[start of Entries supplied]

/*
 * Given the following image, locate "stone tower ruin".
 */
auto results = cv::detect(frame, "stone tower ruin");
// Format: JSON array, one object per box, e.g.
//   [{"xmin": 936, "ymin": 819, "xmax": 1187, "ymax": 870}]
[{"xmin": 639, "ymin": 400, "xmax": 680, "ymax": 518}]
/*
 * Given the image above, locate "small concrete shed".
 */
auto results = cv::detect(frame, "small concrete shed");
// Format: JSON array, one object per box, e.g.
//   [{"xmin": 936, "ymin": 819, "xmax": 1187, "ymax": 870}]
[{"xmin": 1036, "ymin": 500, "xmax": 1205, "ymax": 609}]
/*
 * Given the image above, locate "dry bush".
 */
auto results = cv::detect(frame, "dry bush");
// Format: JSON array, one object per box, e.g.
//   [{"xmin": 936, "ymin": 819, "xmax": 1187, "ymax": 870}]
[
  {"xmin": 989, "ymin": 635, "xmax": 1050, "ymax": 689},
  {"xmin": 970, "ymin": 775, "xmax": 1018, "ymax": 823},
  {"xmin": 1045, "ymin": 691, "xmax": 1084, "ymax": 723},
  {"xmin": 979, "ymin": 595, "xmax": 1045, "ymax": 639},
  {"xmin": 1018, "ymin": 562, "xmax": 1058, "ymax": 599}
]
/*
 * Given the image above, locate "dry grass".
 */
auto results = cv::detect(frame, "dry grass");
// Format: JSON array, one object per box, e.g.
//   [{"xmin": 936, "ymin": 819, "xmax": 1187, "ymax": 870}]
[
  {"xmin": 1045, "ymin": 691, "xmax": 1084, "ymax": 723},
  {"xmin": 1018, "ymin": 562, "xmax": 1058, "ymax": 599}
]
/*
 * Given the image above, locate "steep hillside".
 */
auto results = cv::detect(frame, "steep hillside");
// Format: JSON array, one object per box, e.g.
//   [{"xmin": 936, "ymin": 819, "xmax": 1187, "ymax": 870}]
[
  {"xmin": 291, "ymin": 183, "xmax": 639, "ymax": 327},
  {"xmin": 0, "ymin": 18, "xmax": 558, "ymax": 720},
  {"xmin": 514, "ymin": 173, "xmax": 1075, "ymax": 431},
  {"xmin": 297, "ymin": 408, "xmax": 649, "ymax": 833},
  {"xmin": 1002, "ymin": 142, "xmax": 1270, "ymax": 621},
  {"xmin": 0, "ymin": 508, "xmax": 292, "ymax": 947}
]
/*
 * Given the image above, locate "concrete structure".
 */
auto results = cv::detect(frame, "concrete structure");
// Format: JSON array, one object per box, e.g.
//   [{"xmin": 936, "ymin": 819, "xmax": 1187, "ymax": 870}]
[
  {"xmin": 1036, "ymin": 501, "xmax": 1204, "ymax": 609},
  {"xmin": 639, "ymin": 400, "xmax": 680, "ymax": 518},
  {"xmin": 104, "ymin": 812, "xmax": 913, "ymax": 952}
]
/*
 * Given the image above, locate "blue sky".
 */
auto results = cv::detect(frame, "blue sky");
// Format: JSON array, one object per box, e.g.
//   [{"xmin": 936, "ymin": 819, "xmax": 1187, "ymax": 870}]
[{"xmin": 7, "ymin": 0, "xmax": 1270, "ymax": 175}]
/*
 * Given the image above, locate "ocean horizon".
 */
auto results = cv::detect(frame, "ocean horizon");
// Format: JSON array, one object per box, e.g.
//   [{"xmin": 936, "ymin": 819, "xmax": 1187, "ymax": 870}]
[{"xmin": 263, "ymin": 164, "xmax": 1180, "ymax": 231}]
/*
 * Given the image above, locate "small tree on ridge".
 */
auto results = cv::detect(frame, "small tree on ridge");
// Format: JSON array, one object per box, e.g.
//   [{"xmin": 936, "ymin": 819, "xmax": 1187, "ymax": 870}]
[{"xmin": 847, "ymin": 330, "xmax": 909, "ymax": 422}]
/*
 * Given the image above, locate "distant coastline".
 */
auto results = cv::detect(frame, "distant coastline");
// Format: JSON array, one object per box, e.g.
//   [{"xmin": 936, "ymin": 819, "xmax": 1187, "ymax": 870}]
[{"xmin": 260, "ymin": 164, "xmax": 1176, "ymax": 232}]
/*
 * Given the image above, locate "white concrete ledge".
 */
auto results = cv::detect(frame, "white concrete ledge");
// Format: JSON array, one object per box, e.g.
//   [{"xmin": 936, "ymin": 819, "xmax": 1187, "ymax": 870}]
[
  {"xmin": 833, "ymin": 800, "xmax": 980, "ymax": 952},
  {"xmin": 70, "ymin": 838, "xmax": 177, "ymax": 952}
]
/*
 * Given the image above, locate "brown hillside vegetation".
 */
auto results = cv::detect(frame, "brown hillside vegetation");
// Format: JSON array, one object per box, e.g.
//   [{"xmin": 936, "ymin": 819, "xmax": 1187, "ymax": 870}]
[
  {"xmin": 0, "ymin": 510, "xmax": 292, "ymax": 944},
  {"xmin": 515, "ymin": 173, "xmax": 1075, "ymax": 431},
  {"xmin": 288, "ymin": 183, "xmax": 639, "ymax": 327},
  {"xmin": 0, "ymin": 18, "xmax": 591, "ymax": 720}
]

[end of Entries supplied]

Short exercise
Tally the lines in the entries above that contain the word "Given", and reply with only that number.

Solution to the problem
12